— Information supplied —
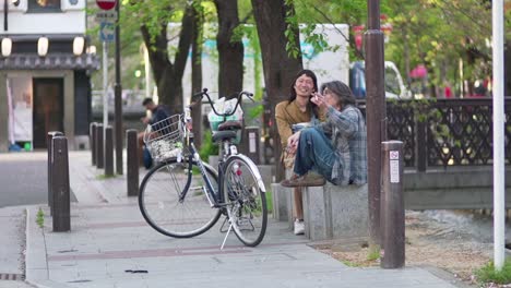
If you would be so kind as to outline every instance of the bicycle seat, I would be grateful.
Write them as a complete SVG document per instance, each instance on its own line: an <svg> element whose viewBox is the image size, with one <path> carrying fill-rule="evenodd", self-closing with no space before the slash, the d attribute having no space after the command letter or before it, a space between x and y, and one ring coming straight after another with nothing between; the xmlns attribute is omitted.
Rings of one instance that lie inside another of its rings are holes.
<svg viewBox="0 0 511 288"><path fill-rule="evenodd" d="M225 121L224 123L218 125L218 131L228 131L228 130L239 130L241 129L241 122L240 121Z"/></svg>
<svg viewBox="0 0 511 288"><path fill-rule="evenodd" d="M229 130L229 131L217 131L213 133L213 142L218 142L223 140L233 140L237 136L236 131Z"/></svg>

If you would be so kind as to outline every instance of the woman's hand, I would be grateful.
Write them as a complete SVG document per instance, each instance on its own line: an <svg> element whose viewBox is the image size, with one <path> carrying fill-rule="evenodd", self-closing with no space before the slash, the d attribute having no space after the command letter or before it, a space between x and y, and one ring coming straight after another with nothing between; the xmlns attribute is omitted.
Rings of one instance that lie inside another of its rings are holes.
<svg viewBox="0 0 511 288"><path fill-rule="evenodd" d="M312 93L311 96L310 100L316 104L321 111L325 111L329 104L325 101L324 96L318 92Z"/></svg>
<svg viewBox="0 0 511 288"><path fill-rule="evenodd" d="M295 134L290 135L287 139L287 152L295 154L296 149L298 148L298 142L300 140L300 131L296 132Z"/></svg>

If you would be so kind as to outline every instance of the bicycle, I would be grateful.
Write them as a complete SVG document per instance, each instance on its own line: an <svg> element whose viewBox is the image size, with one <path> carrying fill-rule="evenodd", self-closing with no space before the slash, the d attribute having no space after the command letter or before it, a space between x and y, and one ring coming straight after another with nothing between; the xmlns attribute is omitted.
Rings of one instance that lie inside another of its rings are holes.
<svg viewBox="0 0 511 288"><path fill-rule="evenodd" d="M234 110L219 113L207 88L192 99L202 100L204 96L214 113L224 120L236 112L242 96L252 99L251 93L241 92ZM213 134L213 140L221 143L221 159L215 170L201 160L195 148L190 109L189 106L183 115L147 125L144 142L158 164L140 187L142 215L156 231L175 238L202 235L225 215L221 231L227 233L221 249L231 230L243 244L255 247L266 231L266 190L258 167L238 153L235 139L241 123L224 121Z"/></svg>

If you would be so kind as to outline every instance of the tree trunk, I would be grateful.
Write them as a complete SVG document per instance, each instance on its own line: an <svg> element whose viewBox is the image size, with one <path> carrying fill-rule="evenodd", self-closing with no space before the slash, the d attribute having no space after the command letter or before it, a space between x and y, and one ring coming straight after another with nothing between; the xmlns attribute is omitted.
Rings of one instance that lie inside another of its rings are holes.
<svg viewBox="0 0 511 288"><path fill-rule="evenodd" d="M188 5L182 16L178 51L174 63L168 58L167 23L162 24L159 34L154 40L151 38L147 26L142 25L140 29L145 45L151 47L148 57L158 88L159 103L168 105L173 115L180 113L183 106L181 81L192 38L192 8Z"/></svg>
<svg viewBox="0 0 511 288"><path fill-rule="evenodd" d="M193 10L193 33L192 33L192 94L202 89L202 40L204 32L204 14L200 5ZM193 119L193 135L197 147L202 144L202 104L198 101L191 112Z"/></svg>
<svg viewBox="0 0 511 288"><path fill-rule="evenodd" d="M504 96L511 96L511 41L504 46Z"/></svg>
<svg viewBox="0 0 511 288"><path fill-rule="evenodd" d="M269 95L272 116L275 115L275 105L287 98L289 87L296 73L302 69L301 55L294 59L286 51L287 28L286 13L294 14L294 7L286 5L285 0L252 0L259 41L261 44L264 83ZM300 47L298 27L294 27L295 45ZM284 178L284 168L281 163L282 147L276 125L271 128L274 157L276 164L276 180Z"/></svg>
<svg viewBox="0 0 511 288"><path fill-rule="evenodd" d="M239 25L238 0L215 0L218 14L218 95L237 94L243 86L243 44L234 40L233 32Z"/></svg>

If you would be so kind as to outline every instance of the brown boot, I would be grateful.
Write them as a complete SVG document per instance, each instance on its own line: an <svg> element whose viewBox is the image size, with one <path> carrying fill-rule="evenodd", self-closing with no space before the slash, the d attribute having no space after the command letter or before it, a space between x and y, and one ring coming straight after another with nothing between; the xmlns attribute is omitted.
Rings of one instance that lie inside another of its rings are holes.
<svg viewBox="0 0 511 288"><path fill-rule="evenodd" d="M293 175L289 179L281 182L283 187L322 187L326 183L320 175L306 173L304 176Z"/></svg>

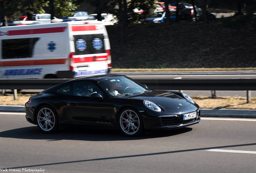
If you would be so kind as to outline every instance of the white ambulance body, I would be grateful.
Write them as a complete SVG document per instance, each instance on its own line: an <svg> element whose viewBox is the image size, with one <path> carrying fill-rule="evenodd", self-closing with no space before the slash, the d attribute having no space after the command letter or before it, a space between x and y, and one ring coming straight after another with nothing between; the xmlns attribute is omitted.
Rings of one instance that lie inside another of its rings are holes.
<svg viewBox="0 0 256 173"><path fill-rule="evenodd" d="M0 78L72 78L111 68L105 26L95 20L0 28Z"/></svg>

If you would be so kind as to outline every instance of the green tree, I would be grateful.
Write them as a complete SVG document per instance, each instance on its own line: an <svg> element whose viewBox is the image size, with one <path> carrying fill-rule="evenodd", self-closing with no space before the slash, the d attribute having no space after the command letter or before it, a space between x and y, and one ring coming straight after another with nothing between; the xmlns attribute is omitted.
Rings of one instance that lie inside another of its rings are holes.
<svg viewBox="0 0 256 173"><path fill-rule="evenodd" d="M116 0L86 0L95 8L94 12L97 14L98 21L101 21L101 13L108 13L109 10L113 9L116 4Z"/></svg>

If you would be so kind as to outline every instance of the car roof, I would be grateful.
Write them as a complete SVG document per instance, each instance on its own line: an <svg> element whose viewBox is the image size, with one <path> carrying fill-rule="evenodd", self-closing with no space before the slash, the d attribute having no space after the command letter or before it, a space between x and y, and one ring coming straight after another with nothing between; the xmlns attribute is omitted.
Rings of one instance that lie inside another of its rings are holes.
<svg viewBox="0 0 256 173"><path fill-rule="evenodd" d="M89 76L83 77L76 78L76 79L75 79L75 80L77 81L77 80L82 80L83 79L89 79L89 80L96 80L98 82L99 82L99 81L107 79L110 78L112 78L113 77L123 76L125 76L121 75L121 74L99 74L99 75L90 76Z"/></svg>

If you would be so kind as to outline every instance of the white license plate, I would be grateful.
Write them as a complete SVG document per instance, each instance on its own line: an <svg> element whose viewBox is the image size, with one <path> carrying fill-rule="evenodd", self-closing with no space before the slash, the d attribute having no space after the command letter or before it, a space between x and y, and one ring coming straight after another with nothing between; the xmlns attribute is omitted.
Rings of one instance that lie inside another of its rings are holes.
<svg viewBox="0 0 256 173"><path fill-rule="evenodd" d="M196 117L196 112L184 114L183 115L183 120L192 119Z"/></svg>

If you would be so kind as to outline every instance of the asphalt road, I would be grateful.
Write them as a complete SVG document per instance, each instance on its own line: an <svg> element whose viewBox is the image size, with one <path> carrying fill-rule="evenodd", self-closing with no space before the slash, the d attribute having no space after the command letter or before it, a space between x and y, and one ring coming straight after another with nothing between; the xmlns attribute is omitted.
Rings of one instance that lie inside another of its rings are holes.
<svg viewBox="0 0 256 173"><path fill-rule="evenodd" d="M184 129L129 138L113 130L44 134L24 113L0 113L0 171L234 173L256 169L255 119L204 118Z"/></svg>

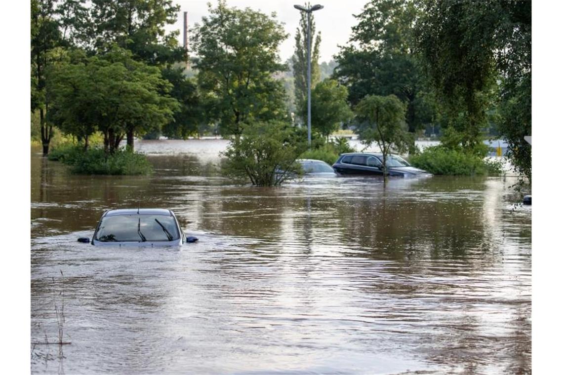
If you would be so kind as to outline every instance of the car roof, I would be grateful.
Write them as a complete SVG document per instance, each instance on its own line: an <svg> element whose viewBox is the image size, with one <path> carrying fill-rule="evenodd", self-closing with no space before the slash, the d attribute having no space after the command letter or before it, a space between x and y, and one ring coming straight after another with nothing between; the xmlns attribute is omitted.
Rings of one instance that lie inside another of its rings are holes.
<svg viewBox="0 0 563 375"><path fill-rule="evenodd" d="M327 162L323 160L319 160L318 159L297 159L296 161L298 161L300 162L322 162L325 164Z"/></svg>
<svg viewBox="0 0 563 375"><path fill-rule="evenodd" d="M391 154L395 155L395 154ZM345 155L370 155L372 156L383 156L383 154L381 152L346 152L345 153L341 153L341 156L344 156Z"/></svg>
<svg viewBox="0 0 563 375"><path fill-rule="evenodd" d="M118 215L163 215L171 216L172 211L164 209L120 209L109 210L104 216L116 216Z"/></svg>

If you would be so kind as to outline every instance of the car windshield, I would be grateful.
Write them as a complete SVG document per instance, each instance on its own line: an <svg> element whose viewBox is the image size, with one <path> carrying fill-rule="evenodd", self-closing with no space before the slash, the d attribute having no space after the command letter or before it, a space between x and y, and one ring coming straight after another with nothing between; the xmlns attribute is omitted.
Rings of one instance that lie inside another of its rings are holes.
<svg viewBox="0 0 563 375"><path fill-rule="evenodd" d="M305 173L334 172L332 166L322 161L303 161L301 162L301 165L303 166L303 170Z"/></svg>
<svg viewBox="0 0 563 375"><path fill-rule="evenodd" d="M406 160L395 155L389 155L386 160L388 167L410 166Z"/></svg>
<svg viewBox="0 0 563 375"><path fill-rule="evenodd" d="M178 238L176 220L164 215L104 216L96 234L96 240L102 242L168 241Z"/></svg>

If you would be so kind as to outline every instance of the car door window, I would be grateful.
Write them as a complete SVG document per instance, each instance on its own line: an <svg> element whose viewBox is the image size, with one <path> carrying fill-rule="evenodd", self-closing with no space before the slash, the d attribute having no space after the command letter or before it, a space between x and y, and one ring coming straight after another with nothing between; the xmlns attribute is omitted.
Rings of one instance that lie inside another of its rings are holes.
<svg viewBox="0 0 563 375"><path fill-rule="evenodd" d="M354 155L352 157L352 161L350 162L350 164L355 164L356 165L366 165L365 159L365 156L363 155Z"/></svg>
<svg viewBox="0 0 563 375"><path fill-rule="evenodd" d="M368 166L378 167L381 165L379 160L374 156L369 156L368 157Z"/></svg>
<svg viewBox="0 0 563 375"><path fill-rule="evenodd" d="M347 155L342 158L342 162L345 164L350 164L352 161L352 155Z"/></svg>

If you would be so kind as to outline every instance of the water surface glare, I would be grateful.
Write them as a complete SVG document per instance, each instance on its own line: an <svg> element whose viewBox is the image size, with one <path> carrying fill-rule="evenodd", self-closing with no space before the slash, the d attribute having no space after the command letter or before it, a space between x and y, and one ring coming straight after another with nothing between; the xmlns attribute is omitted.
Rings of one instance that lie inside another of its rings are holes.
<svg viewBox="0 0 563 375"><path fill-rule="evenodd" d="M33 373L531 372L531 209L513 178L254 188L217 172L224 141L137 144L150 177L73 175L32 150ZM199 241L76 242L137 205ZM44 344L55 306L61 353Z"/></svg>

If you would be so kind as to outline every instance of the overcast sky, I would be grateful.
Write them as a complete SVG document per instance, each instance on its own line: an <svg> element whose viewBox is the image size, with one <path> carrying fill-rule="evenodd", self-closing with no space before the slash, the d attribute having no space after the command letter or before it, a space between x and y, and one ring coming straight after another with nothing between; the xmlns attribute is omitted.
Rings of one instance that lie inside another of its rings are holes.
<svg viewBox="0 0 563 375"><path fill-rule="evenodd" d="M361 12L364 5L368 0L313 0L312 4L320 4L323 9L315 11L315 22L317 31L321 32L320 58L319 62L328 62L332 56L338 52L338 44L346 43L350 37L352 26L357 22L353 14ZM176 24L167 28L171 30L181 31L179 37L180 44L183 42L181 34L184 12L187 12L188 26L193 27L195 22L201 23L202 17L208 15L207 3L211 2L213 7L217 4L216 0L175 0L174 2L181 7ZM289 58L293 53L295 31L299 24L299 11L293 8L294 4L303 4L303 0L227 0L230 7L239 8L246 7L260 10L263 13L270 15L275 12L276 19L284 24L285 31L289 37L280 46L280 57L283 61Z"/></svg>

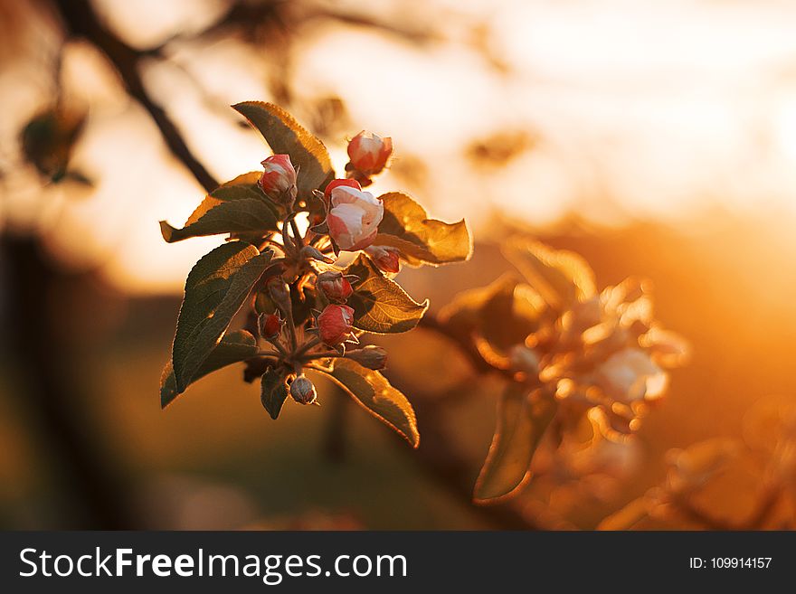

— Task instructions —
Collect every line in the records above that contains the string "bicycle", matching case exactly.

— Answer to the exercise —
If you would be so kind as to outline every instance of the bicycle seat, I would be grateful.
If you would be so kind as to outline every instance of the bicycle, I would be grateful.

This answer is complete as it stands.